═══ RECORDS FOR THIS EXERCISE

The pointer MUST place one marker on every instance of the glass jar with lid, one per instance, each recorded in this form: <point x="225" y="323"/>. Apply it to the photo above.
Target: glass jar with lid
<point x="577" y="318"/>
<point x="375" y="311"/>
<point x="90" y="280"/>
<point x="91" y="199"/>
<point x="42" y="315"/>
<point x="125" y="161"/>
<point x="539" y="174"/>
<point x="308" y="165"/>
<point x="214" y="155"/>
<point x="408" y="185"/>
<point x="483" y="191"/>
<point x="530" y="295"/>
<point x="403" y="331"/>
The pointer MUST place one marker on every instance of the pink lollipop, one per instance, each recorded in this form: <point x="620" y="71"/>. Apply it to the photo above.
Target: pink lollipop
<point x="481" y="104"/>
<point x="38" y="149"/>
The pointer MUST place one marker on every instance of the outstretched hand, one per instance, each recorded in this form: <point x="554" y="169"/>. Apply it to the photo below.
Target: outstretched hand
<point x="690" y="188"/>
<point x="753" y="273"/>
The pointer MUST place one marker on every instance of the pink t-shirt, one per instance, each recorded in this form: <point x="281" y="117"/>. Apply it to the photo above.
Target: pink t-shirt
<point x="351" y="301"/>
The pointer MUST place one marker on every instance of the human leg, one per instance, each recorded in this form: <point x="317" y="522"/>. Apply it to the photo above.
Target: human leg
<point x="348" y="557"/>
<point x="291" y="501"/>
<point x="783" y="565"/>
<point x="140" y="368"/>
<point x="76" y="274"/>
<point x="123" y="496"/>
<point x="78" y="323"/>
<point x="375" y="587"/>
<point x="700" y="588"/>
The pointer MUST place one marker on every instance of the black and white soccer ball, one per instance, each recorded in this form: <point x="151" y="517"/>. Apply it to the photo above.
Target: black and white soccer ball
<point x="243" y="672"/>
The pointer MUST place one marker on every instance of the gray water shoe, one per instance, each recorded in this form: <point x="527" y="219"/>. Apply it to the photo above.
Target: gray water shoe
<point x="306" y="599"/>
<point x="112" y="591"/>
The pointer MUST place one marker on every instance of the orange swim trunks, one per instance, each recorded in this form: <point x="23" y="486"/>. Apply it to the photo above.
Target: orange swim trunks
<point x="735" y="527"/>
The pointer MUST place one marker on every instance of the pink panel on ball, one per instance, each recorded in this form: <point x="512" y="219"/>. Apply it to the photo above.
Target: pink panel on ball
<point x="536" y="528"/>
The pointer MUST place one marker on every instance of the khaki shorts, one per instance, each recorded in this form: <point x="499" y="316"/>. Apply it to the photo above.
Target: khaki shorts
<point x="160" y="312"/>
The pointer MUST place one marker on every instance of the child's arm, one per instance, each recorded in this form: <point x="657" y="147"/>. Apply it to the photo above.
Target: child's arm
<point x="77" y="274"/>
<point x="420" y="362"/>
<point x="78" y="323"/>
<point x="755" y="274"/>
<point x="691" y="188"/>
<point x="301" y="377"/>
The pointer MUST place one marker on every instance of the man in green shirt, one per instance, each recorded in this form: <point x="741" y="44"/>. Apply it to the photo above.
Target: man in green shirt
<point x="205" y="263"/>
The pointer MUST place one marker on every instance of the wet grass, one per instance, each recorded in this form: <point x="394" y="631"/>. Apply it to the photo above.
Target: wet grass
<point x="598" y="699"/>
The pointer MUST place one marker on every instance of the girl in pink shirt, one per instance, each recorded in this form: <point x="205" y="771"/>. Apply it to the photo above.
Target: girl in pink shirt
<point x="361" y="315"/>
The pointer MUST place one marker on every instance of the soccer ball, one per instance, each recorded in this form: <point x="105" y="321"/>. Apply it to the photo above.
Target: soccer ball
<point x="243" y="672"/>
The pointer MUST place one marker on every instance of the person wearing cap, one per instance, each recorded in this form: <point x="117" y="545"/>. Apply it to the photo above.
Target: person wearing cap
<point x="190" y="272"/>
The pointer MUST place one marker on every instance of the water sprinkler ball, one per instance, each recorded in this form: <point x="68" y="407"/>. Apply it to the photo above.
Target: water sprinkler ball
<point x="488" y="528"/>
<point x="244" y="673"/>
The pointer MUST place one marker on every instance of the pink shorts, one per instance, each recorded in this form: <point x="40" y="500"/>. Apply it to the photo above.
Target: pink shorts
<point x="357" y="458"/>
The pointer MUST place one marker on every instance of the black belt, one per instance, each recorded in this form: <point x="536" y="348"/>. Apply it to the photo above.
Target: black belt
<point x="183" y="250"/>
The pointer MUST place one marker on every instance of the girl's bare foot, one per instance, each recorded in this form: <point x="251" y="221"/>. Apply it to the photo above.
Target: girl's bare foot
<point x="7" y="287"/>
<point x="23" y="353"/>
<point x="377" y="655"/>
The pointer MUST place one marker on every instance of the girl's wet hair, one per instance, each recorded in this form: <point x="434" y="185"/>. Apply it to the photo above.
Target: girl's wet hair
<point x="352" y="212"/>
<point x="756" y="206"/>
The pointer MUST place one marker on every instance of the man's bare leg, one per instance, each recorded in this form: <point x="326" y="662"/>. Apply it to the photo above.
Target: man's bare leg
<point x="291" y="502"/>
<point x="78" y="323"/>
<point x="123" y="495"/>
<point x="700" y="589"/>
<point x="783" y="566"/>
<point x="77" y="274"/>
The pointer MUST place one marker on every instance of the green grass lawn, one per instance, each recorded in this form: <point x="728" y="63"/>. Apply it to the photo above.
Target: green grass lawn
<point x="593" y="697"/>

══════

WHAT IS ASKED ▸ Extract every row above and copy each one out verbatim, in the same order.

TASK OUTPUT ▸
The pointer MUST place one marker on every instance of the glass jar with lid, one per instance, each recorded in this form: <point x="225" y="323"/>. Apply it to the photo above.
Target: glass jar with lid
<point x="577" y="318"/>
<point x="375" y="311"/>
<point x="90" y="280"/>
<point x="91" y="199"/>
<point x="42" y="315"/>
<point x="125" y="161"/>
<point x="539" y="174"/>
<point x="308" y="165"/>
<point x="214" y="155"/>
<point x="408" y="185"/>
<point x="483" y="191"/>
<point x="530" y="295"/>
<point x="403" y="331"/>
The pointer MUST place one marker on every instance of the pink lollipop, one per instance, each recorded in this form: <point x="620" y="71"/>. Apply it to the photo above.
Target: pink lollipop
<point x="481" y="104"/>
<point x="38" y="149"/>
The pointer MUST place one marker on every instance of the outstretched hand, one per instance, each recorded in this form: <point x="554" y="169"/>. Apply it to the photo below.
Target: outstretched hand
<point x="690" y="188"/>
<point x="753" y="273"/>
The pointer MUST place one marker on every instance of the pink t-shirt, one per instance, each recorded in this form: <point x="281" y="117"/>. Apply it to the photo above.
Target: pink t-shirt
<point x="351" y="301"/>
The pointer MUST place one marker on every instance of the human leg, one per instance, each recorded in this form: <point x="317" y="522"/>. Apply it to the photo above.
Target: human leg
<point x="348" y="557"/>
<point x="291" y="501"/>
<point x="783" y="565"/>
<point x="140" y="368"/>
<point x="76" y="274"/>
<point x="123" y="496"/>
<point x="78" y="323"/>
<point x="375" y="587"/>
<point x="700" y="588"/>
The pointer MUST place one marker on every instance of the black and white soccer ball, one per instance, each recorded in this form: <point x="151" y="517"/>. Apply it to the photo above.
Target: black and white soccer ball
<point x="243" y="672"/>
The pointer MUST place one marker on every instance of the gray water shoe, one per instance, each recorded in this form: <point x="527" y="219"/>. Apply it to the photo above.
Target: gray water shoe
<point x="306" y="599"/>
<point x="112" y="591"/>
The pointer MUST place one marker on every instance of the orange swim trunks, one per instance, each recorded in this form: <point x="23" y="486"/>. Apply it to the photo above.
Target: orange swim trunks
<point x="735" y="527"/>
The pointer MUST place one marker on every instance of the pink panel on ball, one per instance, each recorded in this form: <point x="512" y="219"/>. Apply it to the photo above.
Target: pink panel on ball
<point x="536" y="528"/>
The pointer MUST place one marker on every instance of the khaki shorts, one per instance, each recorded in this form: <point x="499" y="316"/>. Apply it to the photo above.
Target: khaki shorts
<point x="160" y="312"/>
The pointer MUST place one marker on every instance of the child's arm, one per instance, each recorded in this form: <point x="657" y="147"/>. Apply it to the photo above.
Target: child's arm
<point x="77" y="274"/>
<point x="420" y="362"/>
<point x="78" y="323"/>
<point x="755" y="274"/>
<point x="691" y="188"/>
<point x="301" y="377"/>
The pointer MUST place one marker on every instance of the man in green shirt, one per instance, each recorded in this form: <point x="741" y="44"/>. Apply it to the photo above.
Target: man in green shirt
<point x="205" y="263"/>
The pointer MUST place one marker on every instance of the wet grass, one per instance, each recorded in this form: <point x="394" y="631"/>. Apply it to the photo above.
Target: wet grass
<point x="598" y="699"/>
The pointer MUST place one marker on every instance of the girl in pink shirt, one per instance, each recorded in this form: <point x="205" y="771"/>. Apply it to the photo above.
Target: girl in pink shirt
<point x="361" y="315"/>
The pointer MUST place one marker on every instance of the soccer ball, one per instance, each recorded in this form: <point x="105" y="321"/>. Apply it to the photo above.
Target: soccer ball
<point x="243" y="672"/>
The pointer MUST place one marker on every instance of the person wearing cap, one per instance, each recorded in this form: <point x="117" y="545"/>. Apply it to the photo above.
Target: person wearing cap
<point x="190" y="272"/>
The pointer MUST place one marker on every instance of the water sprinkler ball, one per instance, each recorded in this form: <point x="68" y="407"/>. Apply it to the photo above.
Target: water sprinkler ball
<point x="488" y="528"/>
<point x="244" y="673"/>
The pointer MUST place one marker on every instance of the pink shorts, one per instance, each recorded in this form: <point x="40" y="500"/>. Apply it to the photo above.
Target: pink shorts
<point x="357" y="458"/>
The pointer MUST place one marker on every instance of the black belt, one per instance, each recorded in this form: <point x="536" y="348"/>. Apply it to the photo above.
Target: black belt
<point x="183" y="250"/>
The pointer MUST place one marker on every instance of the girl's bare foot, one per instance, each recorded in this form: <point x="251" y="221"/>. Apply it to the photo above.
Target: girl's bare foot
<point x="7" y="287"/>
<point x="23" y="353"/>
<point x="377" y="655"/>
The pointer MUST place one marker on every instance of the girl's wet hair, one per instance, each recorded in this form: <point x="434" y="185"/>. Apply it to the photo above.
Target: girl's wet hair
<point x="352" y="212"/>
<point x="756" y="206"/>
The pointer MUST place one marker on every instance of the man's bare leg, one per instance, each recorded in this form: <point x="326" y="662"/>. Apply it to the photo above.
Target: man's bare leg
<point x="291" y="502"/>
<point x="78" y="323"/>
<point x="123" y="495"/>
<point x="700" y="589"/>
<point x="783" y="566"/>
<point x="77" y="274"/>
The pointer MUST place one marker on every instance of the green grass lawn, one per instance, each recorded in this form: <point x="728" y="63"/>. Apply it to the photo above.
Target: green grass lawn
<point x="593" y="697"/>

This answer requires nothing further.